### DIRECTIONS
Without changing a word, return the listing below, minus its images.

+++ SOURCE DATA

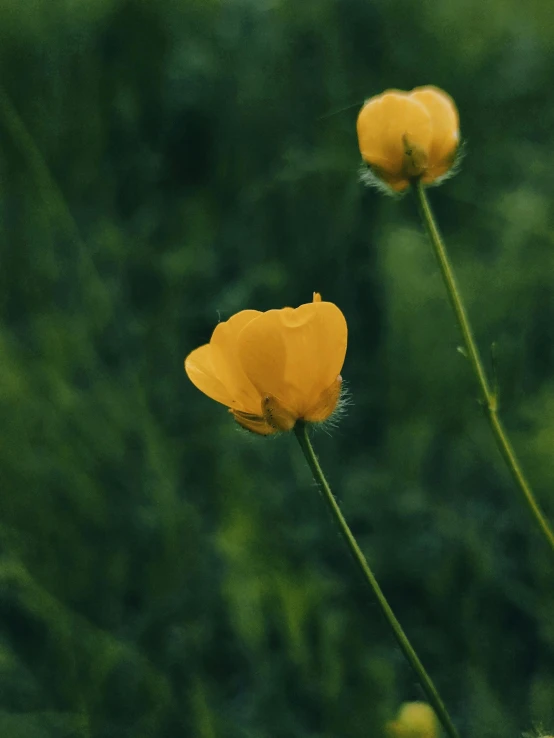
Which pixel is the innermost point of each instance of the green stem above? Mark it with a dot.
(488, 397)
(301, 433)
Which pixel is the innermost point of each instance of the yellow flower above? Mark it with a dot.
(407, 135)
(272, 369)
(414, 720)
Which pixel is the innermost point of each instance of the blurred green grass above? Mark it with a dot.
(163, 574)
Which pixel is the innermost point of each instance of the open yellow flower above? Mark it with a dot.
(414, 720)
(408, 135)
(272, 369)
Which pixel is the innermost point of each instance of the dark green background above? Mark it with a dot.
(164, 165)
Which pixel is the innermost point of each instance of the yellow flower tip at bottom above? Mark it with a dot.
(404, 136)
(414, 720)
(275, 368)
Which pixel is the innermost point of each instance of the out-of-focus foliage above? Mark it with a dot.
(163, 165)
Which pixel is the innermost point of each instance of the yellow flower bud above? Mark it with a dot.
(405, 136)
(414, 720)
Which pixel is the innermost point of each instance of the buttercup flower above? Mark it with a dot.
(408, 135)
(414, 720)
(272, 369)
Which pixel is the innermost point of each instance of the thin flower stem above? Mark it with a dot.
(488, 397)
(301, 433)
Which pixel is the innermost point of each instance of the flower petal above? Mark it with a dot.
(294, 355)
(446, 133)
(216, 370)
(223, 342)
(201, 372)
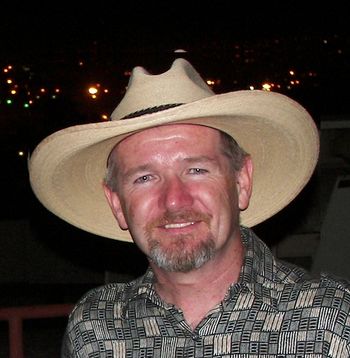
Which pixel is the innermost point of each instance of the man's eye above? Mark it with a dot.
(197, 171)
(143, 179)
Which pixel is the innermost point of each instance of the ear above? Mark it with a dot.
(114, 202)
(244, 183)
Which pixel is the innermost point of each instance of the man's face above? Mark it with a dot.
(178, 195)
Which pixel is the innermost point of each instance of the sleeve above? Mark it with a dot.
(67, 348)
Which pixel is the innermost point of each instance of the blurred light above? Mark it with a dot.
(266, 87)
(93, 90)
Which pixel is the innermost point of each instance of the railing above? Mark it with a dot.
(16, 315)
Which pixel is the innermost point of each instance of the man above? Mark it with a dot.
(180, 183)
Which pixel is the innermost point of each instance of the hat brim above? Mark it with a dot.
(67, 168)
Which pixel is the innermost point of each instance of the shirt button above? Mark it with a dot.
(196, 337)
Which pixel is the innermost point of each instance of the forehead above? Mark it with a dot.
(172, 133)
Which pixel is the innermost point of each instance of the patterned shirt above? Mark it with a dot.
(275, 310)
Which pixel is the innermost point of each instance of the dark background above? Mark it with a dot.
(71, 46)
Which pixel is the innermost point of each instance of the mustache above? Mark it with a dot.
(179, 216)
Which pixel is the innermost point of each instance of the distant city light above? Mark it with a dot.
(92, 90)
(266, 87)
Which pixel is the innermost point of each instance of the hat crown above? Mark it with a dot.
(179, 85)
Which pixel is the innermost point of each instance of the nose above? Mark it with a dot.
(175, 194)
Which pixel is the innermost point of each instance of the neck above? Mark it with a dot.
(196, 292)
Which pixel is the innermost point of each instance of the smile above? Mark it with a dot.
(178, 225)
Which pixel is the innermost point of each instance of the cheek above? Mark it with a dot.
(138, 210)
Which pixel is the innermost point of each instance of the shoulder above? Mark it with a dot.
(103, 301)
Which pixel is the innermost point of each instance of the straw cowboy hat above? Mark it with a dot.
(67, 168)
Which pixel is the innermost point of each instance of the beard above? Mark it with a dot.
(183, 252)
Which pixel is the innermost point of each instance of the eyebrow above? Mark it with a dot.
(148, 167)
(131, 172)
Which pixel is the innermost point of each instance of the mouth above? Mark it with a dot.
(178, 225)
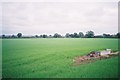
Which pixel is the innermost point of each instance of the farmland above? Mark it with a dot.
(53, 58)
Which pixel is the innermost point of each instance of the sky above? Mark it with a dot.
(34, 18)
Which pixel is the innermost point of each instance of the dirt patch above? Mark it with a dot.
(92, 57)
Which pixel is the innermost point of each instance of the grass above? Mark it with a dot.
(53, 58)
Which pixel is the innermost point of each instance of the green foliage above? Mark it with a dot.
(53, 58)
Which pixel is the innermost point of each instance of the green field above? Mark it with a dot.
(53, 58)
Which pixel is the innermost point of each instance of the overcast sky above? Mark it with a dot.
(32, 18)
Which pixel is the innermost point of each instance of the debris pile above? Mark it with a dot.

++++++

### REPLY
Which pixel is the innermost point of each instance of the green stem above? Mark it with a dot.
(488, 397)
(301, 433)
Which pixel is the innermost point of each instance of the yellow flower above? Mark it with a dot.
(407, 135)
(272, 369)
(414, 720)
Which pixel is the innermost point of each instance of the blurred green grass above? Mark it with a dot.
(163, 574)
Which pixel is the innermost point of each instance of the open yellow flower above? Mark it with a dot.
(414, 720)
(408, 135)
(272, 369)
Which pixel is the innermost point of each instance of the dark green background above? Mark it with a dot.
(164, 165)
Which pixel is the innermost point of each instance of the yellow flower tip at bottom above? Mark it with a dot.
(404, 136)
(414, 720)
(275, 368)
Which pixel is the innermost point of each instance of the out-of-focus foliage above? Mark it with a dot.
(163, 165)
Which pixel is the innermost point of each instance of the yellow flower bud above? Mark it with a dot.
(405, 136)
(414, 720)
Which pixel is the innermost point of each instance of the buttercup flower above? Mark it with a dot.
(408, 135)
(414, 720)
(272, 369)
Which pixel is the innermost point of each instance of the thin flower stem above? Mark it with a dot.
(488, 397)
(301, 433)
Which pixel is the innermost point of each instance of the flower petal above? Mark it with a dot.
(294, 355)
(446, 133)
(216, 370)
(223, 342)
(201, 372)
Which pixel is the innermost point of each instance of the man's eye above? Mark it with a dot.
(197, 171)
(143, 179)
Which pixel is the innermost point of each instance of the ear above? Mark it with a dot.
(114, 202)
(244, 183)
Which pixel is the innermost point of each instance of the man's face above? Mark it with a dot.
(178, 195)
Which pixel is the innermost point of each instance of the sleeve above? Mark it with a dot.
(67, 348)
Which pixel is the innermost point of each instance of the blurred light above? Mark it with a dot.
(266, 87)
(93, 90)
Which pixel is the innermost point of each instance of the railing above? Mark it with a dot.
(16, 315)
Which pixel is the innermost point of each instance of the man above? Mark it with a dot.
(180, 183)
Which pixel is the innermost point of each instance of the hat brim above? Mark it with a dot.
(67, 168)
Which pixel is the innermost point of each instance of the shirt button above? Mark it with a dot.
(196, 337)
Which pixel is the innermost point of each instance of the forehead above? Mark it with a dot.
(172, 133)
Which pixel is the innermost point of each instance of the patterned shirt above? Mark it with a dot.
(275, 310)
Which pixel is the innermost point of each instance of the dark background above? Mark it with a dot.
(71, 46)
Which pixel is the innermost point of each instance of the mustache above? Mark it with a dot.
(179, 216)
Which pixel is the innermost point of each instance of the distant city light above? Mark it with a dot.
(92, 90)
(266, 87)
Which pixel is the innermost point of each instance of the hat crown above? Mark it with a dot.
(179, 85)
Which pixel is the innermost point of each instance of the nose above? Mark it with a dot.
(175, 194)
Which pixel is the innermost point of each instance of the neck above? Mark it with a dot.
(196, 292)
Which pixel is the innermost point of each instance of the smile above? Mark it with a dot.
(178, 225)
Which pixel is the innermost point of each instance of the cheek above? Mark it with a dot.
(138, 210)
Which pixel is the innermost point of each instance of the shoulder above? Mark it with a dot.
(103, 301)
Which pixel is the innermost point of each instance of the straw cowboy hat above? Mark it with a dot.
(67, 168)
Which pixel is the innermost point of each instance of the beard above? Mark it with a dot.
(183, 252)
Which pixel is the innermost point of each instance of the eyebrow above? Mark it with a dot.
(148, 167)
(131, 172)
Which pixel is the innermost point of each instance of the mouth above? Mark it with a dot.
(178, 225)
Which pixel is the innermost point of each instance of the farmland above? Mark it with a dot.
(53, 58)
Which pixel is the innermost point of each instance of the sky above? Mark it with a dot.
(34, 18)
Which pixel is the innermost point of each instance of the dirt patch above? Mark it with a dot.
(92, 57)
Which pixel is the innermost point of each instance of the grass above? Mark it with a dot.
(53, 58)
Which pixel is the innermost point of each instance of the green foliage above? Mark it with a dot.
(53, 58)
Which pixel is the innermost point of each instance of the green field above? Mark it with a dot.
(53, 58)
Which pixel is the innermost point of each instance of the overcast sky above? Mark it with a dot.
(32, 18)
Which pixel is the innermost point of each instance of the debris pile above? Mark it with a dot.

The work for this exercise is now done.